» **Data items**
━━━━━━━━

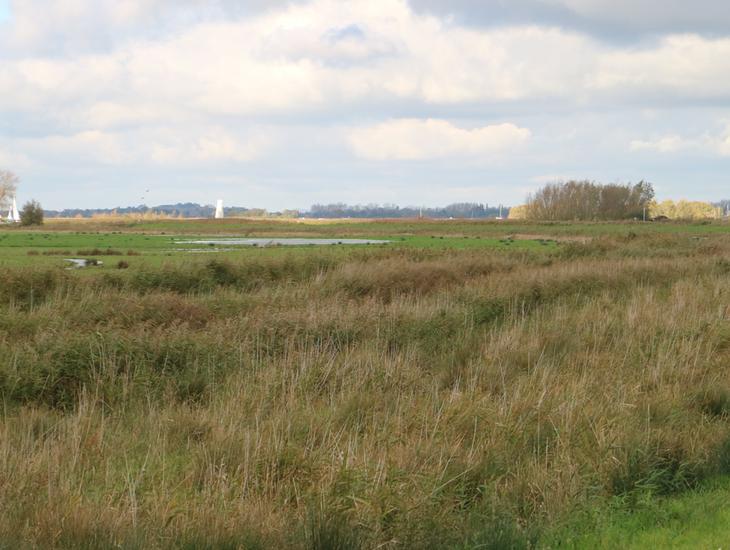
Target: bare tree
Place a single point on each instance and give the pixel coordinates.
(8, 185)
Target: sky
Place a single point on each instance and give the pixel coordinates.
(276, 104)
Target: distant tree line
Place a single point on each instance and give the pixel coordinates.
(336, 210)
(182, 210)
(588, 200)
(455, 210)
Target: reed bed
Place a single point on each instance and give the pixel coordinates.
(389, 398)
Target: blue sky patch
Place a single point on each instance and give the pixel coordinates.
(4, 10)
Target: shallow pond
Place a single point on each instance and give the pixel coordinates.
(281, 242)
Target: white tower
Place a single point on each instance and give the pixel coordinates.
(13, 214)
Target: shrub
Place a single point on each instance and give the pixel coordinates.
(31, 214)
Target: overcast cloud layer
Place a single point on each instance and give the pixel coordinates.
(282, 104)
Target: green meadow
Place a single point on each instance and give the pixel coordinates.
(466, 385)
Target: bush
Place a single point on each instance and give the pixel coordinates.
(31, 214)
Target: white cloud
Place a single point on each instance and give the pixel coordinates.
(714, 144)
(413, 139)
(666, 144)
(181, 147)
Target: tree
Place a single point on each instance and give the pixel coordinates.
(587, 200)
(8, 185)
(31, 214)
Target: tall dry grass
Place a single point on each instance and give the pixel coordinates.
(385, 399)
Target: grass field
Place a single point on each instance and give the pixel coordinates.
(468, 385)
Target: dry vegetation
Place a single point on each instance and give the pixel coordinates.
(389, 398)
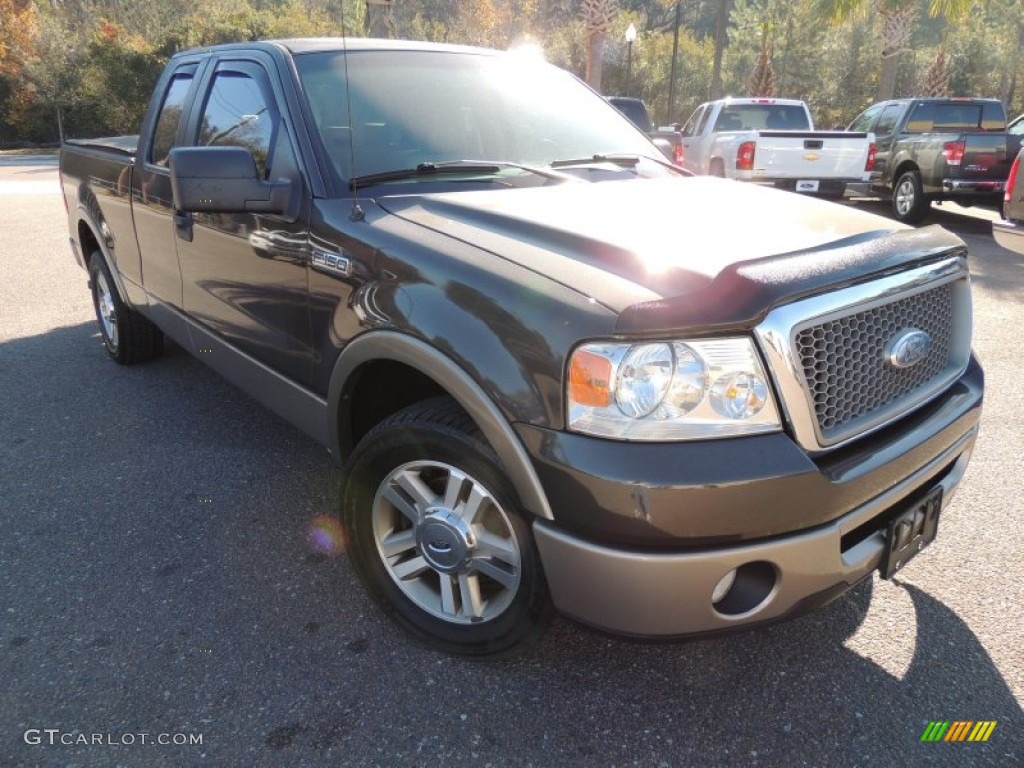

━━━━━━━━

Change every "Target" in the listing above to "Label", leaving all other text as it is. Reproduce the full listing without the pictures.

» **Final result**
Label: bare tree
Place a single point on each instance and give the pixel coordinates.
(8, 185)
Label: sky
Place a single point on each instance and give the pixel coordinates.
(276, 104)
Label: distant tree line
Place a single point on each instance and give the pixel coordinates.
(336, 210)
(182, 210)
(588, 200)
(455, 210)
Label: reed bed
Place a single point on each instance and give the pixel coordinates.
(389, 398)
Label: blue sky patch
Place a single point on each instance and give the pixel coordinates.
(4, 10)
Label: shallow pond
Place a single point on each instance and give the pixel coordinates.
(281, 242)
Label: white tower
Place a single point on each instance and give the pixel coordinates.
(13, 214)
Label: shrub
Place a single point on each instance and give the pixel coordinates.
(31, 214)
Label: overcast cloud layer
Place a single point on each instance and give the pixel coordinates.
(282, 104)
Label: green meadow
Place a single point on each instance and give the pixel coordinates.
(466, 385)
Label: bush
Place a single point on each instance and give the pixel coordinates.
(31, 214)
Label: white cloud
Place a single point on each instance and give the pixel coordinates.
(714, 144)
(413, 139)
(666, 144)
(181, 147)
Label: tree
Place a single point on each instance and give the pixel coordinates.
(587, 200)
(8, 185)
(31, 214)
Label: tall dry grass
Place a single point on each instance and give the pixel coordinates.
(385, 399)
Label: grass field
Place a single point on each instance and give the pixel coordinates.
(468, 385)
Label: dry vegetation
Place a single point on each instance and give the pixel coordinates.
(389, 398)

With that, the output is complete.